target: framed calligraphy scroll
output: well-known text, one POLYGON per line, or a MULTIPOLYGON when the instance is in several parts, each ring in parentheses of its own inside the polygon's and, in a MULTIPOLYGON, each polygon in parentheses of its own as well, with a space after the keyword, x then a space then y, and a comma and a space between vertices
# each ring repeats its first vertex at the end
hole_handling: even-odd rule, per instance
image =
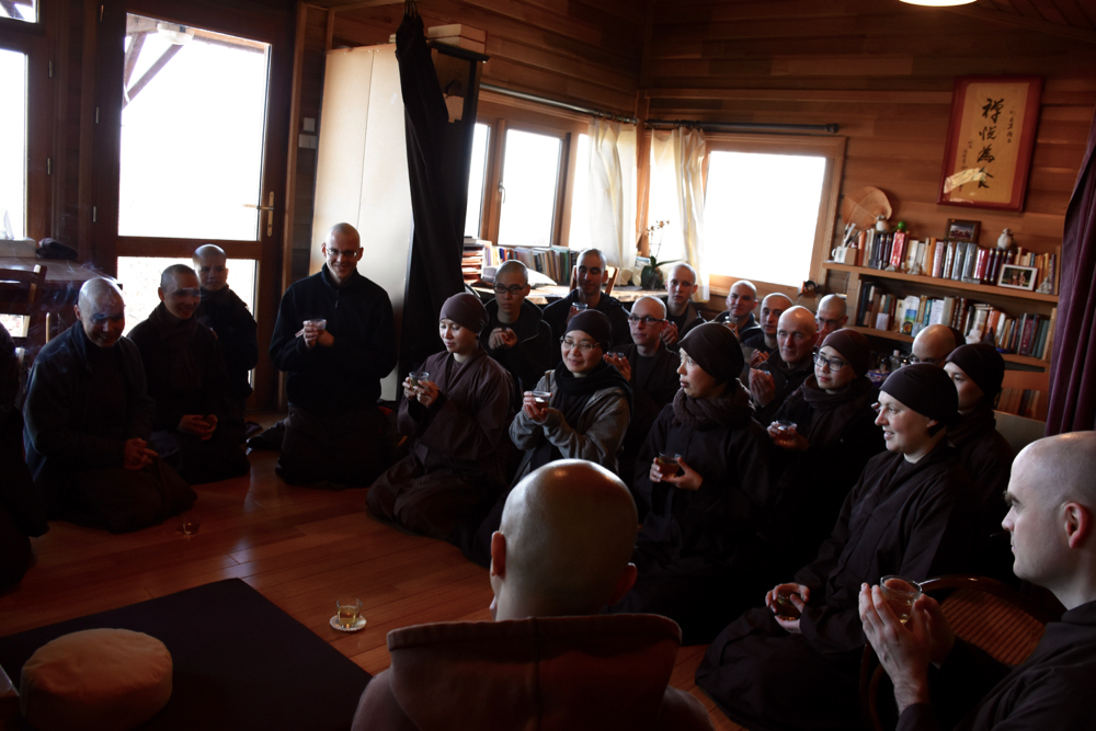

________________________

• Do this:
Copy out every row above word for word, leaving out the picture.

• The answer:
target: framed calligraphy scroll
output: well-known text, one POLYGON per line, or a MULTIPOLYGON when the instance is in several parts, each ring in parentheses of its own inside the polygon's and, in a MULTIPOLYGON, each polygon in parentheses of its own as well, with a space after the keyword, x then a space then y, and a comma and a space between vertices
# each ring repeats its first vertex at the end
hole_handling: even-odd rule, per instance
image =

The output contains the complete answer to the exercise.